* [Problem details]:
Beginning at the line that contains "find the wooden post;", transcribe the remaining lines of the listing exactly; include the final line and omit everything before.

%%

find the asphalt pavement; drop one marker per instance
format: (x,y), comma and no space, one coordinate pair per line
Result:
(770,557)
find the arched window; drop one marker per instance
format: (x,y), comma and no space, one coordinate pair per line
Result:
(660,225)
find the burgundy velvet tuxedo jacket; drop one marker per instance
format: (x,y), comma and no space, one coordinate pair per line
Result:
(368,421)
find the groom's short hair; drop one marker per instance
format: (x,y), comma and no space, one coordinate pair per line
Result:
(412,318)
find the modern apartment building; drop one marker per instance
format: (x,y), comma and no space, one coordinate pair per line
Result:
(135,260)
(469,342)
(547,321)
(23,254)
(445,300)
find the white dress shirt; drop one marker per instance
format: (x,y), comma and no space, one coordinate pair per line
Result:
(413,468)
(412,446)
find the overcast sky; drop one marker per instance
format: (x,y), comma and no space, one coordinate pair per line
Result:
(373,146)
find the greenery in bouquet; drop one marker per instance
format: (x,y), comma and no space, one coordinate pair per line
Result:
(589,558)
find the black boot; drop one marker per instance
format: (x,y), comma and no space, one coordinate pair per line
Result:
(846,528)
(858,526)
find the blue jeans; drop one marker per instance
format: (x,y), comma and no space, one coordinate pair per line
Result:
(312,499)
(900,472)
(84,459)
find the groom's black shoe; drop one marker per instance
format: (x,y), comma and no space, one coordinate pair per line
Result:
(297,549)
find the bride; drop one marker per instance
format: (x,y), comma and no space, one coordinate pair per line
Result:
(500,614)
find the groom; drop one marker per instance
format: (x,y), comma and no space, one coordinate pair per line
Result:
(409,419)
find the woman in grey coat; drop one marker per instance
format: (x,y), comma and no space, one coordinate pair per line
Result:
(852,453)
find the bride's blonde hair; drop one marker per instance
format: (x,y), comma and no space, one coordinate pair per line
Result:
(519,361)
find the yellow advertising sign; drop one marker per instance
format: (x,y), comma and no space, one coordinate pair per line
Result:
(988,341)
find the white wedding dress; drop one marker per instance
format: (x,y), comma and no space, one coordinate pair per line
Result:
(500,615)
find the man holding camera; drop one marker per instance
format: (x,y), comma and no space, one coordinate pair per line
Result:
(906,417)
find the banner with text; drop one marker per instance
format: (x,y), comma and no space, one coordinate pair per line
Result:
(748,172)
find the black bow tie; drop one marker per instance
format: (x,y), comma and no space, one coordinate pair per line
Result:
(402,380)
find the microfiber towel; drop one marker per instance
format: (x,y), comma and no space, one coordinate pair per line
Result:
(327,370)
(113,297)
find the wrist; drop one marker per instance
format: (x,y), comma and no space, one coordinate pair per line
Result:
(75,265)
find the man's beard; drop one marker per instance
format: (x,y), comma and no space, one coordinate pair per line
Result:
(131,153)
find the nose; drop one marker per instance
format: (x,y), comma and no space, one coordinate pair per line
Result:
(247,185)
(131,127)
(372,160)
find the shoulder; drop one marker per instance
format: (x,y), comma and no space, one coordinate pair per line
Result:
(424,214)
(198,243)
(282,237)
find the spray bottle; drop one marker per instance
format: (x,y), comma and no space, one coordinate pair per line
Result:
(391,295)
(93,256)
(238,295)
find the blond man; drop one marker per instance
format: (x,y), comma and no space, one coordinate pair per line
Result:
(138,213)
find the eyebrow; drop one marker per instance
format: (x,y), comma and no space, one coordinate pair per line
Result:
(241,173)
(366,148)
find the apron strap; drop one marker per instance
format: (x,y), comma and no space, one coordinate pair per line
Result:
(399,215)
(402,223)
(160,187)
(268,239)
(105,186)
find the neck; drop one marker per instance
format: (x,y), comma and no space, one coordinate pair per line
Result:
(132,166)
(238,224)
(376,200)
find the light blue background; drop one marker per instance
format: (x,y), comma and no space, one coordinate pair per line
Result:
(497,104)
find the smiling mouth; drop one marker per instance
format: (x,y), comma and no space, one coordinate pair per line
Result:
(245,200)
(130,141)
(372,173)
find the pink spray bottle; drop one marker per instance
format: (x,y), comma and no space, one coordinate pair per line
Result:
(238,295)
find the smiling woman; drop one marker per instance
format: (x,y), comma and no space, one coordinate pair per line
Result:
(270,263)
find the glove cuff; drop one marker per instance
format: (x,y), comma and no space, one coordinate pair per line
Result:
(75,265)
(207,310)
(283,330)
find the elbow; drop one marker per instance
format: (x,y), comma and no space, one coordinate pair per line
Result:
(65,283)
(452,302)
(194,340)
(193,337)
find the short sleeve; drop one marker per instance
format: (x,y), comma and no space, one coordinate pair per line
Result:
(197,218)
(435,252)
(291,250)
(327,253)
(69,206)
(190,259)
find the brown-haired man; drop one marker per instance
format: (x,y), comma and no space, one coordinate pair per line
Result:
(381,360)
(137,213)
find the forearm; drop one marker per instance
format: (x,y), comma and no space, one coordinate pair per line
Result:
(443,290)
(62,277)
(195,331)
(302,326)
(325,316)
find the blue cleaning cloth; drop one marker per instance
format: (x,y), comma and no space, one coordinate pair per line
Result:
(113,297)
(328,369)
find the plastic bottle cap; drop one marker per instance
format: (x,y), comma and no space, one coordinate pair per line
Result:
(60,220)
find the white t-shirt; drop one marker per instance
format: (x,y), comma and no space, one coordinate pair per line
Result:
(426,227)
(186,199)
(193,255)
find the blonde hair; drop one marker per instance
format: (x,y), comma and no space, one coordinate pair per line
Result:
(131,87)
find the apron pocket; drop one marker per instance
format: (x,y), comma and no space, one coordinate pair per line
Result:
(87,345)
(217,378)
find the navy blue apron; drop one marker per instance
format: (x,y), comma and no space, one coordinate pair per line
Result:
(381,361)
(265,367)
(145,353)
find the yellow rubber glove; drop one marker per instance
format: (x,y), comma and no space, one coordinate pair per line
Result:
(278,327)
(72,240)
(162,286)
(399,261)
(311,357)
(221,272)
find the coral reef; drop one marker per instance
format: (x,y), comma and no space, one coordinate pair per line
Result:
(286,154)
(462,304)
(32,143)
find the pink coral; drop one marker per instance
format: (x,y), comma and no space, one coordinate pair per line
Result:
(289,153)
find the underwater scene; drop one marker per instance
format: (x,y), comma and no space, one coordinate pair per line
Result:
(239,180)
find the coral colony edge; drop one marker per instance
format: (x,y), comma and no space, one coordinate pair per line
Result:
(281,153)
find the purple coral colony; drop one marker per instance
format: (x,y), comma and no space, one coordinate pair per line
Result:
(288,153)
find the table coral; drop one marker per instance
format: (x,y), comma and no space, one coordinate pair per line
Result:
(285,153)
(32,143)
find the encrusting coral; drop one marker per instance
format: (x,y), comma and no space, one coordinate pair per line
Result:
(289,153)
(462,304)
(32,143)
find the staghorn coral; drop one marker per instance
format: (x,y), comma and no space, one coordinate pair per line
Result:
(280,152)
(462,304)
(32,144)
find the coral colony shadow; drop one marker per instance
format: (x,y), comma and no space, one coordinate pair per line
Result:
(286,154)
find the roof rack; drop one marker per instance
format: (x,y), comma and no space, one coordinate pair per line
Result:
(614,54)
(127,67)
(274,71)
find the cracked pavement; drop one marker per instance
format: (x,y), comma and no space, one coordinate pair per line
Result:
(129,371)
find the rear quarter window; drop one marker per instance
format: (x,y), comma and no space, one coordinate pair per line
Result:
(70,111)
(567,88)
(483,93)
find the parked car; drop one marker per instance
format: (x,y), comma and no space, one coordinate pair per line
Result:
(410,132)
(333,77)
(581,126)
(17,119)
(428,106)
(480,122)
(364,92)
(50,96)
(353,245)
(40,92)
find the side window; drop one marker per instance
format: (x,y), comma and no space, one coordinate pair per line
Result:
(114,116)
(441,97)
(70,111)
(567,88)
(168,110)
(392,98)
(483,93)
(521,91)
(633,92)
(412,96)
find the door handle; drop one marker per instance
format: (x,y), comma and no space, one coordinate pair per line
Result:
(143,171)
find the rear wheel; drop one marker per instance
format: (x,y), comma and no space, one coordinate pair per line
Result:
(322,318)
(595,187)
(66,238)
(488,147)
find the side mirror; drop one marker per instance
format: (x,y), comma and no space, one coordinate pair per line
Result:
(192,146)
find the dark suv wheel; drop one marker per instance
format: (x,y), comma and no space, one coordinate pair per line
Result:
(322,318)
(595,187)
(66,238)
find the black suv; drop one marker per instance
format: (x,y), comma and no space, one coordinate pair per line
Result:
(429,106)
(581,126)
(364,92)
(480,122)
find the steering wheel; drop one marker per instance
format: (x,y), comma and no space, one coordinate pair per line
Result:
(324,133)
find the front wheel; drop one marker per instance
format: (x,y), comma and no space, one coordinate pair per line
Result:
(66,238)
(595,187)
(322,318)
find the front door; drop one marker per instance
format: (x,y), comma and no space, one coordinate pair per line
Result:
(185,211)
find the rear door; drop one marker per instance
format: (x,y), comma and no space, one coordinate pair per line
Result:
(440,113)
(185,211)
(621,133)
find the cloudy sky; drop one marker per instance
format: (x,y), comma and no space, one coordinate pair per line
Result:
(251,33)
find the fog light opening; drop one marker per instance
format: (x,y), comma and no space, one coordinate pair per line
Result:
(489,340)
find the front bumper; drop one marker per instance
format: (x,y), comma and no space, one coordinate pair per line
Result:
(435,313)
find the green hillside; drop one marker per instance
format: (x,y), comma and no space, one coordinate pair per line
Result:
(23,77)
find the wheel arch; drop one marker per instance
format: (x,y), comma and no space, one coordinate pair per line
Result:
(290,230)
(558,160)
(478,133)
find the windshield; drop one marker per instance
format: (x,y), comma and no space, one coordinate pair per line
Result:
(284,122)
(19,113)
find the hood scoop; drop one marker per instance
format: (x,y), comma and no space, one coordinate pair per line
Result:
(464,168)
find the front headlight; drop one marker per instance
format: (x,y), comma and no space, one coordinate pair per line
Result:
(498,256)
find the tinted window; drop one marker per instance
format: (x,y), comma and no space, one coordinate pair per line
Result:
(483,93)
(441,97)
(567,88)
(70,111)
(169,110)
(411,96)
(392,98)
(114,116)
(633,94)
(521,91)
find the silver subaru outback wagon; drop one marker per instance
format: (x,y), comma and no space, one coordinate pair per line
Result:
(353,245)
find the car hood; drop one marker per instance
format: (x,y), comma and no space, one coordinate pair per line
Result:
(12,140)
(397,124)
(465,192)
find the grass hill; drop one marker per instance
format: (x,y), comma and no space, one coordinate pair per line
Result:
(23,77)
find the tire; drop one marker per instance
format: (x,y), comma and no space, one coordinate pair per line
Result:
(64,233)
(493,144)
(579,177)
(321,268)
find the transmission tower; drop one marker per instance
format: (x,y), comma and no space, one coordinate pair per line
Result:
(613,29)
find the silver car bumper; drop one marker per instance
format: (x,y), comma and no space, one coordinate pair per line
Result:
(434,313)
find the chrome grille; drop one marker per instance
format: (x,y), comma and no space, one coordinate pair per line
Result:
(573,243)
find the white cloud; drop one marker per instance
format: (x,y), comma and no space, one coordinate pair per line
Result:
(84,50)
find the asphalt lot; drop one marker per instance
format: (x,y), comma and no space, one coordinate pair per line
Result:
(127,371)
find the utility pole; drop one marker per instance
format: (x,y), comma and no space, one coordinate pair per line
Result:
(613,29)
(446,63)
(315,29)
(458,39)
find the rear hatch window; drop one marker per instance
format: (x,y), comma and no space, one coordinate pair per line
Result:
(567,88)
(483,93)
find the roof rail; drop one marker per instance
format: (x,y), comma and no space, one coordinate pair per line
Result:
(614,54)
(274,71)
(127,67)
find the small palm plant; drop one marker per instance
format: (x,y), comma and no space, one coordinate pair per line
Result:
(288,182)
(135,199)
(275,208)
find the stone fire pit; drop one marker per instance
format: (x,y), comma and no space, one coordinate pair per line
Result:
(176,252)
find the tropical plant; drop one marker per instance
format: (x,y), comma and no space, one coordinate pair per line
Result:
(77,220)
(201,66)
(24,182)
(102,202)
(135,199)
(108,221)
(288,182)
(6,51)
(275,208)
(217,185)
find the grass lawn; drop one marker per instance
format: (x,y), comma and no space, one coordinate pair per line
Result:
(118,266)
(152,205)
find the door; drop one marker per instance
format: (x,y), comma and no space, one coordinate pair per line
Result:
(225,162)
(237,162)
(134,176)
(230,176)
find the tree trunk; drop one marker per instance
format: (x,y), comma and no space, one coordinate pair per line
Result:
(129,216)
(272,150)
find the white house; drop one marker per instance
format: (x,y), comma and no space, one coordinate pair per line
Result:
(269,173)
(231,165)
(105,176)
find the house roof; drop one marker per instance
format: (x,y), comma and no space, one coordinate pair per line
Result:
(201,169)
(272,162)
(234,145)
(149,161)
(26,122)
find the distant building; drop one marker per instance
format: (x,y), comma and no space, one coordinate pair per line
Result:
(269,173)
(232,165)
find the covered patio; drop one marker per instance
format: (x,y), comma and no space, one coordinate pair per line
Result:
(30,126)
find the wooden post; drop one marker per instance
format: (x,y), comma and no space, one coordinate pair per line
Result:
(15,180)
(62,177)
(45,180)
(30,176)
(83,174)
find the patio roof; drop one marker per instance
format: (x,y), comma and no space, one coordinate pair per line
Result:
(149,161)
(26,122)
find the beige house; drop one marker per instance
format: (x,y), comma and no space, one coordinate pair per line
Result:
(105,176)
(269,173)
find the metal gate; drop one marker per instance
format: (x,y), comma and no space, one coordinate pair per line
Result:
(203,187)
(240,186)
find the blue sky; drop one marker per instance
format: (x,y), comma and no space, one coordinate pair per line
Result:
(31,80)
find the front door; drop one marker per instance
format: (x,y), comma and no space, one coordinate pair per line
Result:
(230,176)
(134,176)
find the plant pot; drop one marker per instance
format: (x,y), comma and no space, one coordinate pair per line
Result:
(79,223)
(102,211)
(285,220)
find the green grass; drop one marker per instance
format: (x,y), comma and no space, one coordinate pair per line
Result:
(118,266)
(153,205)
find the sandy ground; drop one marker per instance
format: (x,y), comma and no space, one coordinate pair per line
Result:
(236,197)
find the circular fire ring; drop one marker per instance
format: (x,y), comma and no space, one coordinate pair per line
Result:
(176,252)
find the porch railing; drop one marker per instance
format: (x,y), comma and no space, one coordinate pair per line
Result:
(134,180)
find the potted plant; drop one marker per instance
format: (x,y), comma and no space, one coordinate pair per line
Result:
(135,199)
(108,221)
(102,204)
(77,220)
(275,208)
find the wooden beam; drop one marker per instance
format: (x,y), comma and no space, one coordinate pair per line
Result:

%%

* [Completed task]:
find the wooden post; drop one marker per instance
format: (x,y), comma and no space, one coordinate pair per line
Result:
(15,180)
(62,177)
(45,180)
(30,176)
(83,174)
find the patio roof; drop one marker per instance
format: (x,y), comma and no space, one coordinate pair per line
Result:
(149,161)
(26,122)
find the beige house; drop one marker per instance
format: (x,y), comma and no space, one coordinate pair per line
Result:
(105,176)
(269,173)
find the metal gate; drop one marker per instance
format: (x,y), comma and no space, one coordinate pair per line
Result:
(203,187)
(240,186)
find the blue sky; drop one marker per instance
format: (x,y), comma and no space, one coordinate pair per line
Result:
(31,80)
find the front door; drop one marker per instance
format: (x,y), comma and no space, one coordinate pair per line
Result:
(230,176)
(134,176)
find the plant pot; drop one marker per instance
format: (x,y), comma and no space, one coordinate pair per line
Result:
(79,223)
(102,211)
(285,220)
find the green grass; drop one marker per instance
format: (x,y), comma and no space, one coordinate pair per line
Result:
(118,266)
(153,205)
find the sandy ground; drop one marker per instance
format: (x,y), comma and no space, one coordinate pair per line
Result:
(236,197)
find the circular fire ring; drop one marker per instance
format: (x,y), comma and no space, one coordinate pair per line
Result:
(176,252)
find the porch railing; drop one marker per instance
format: (x,y), comma and no space, one coordinate pair per line
Result:
(134,180)
find the potted plant; drop one marker per instance
format: (x,y), comma and no space, one coordinate pair per line
Result:
(135,199)
(108,221)
(102,204)
(77,220)
(275,208)
find the wooden beam; drop one marker per instance
format: (x,y), comma and no space, one coordinate pair per line
Result:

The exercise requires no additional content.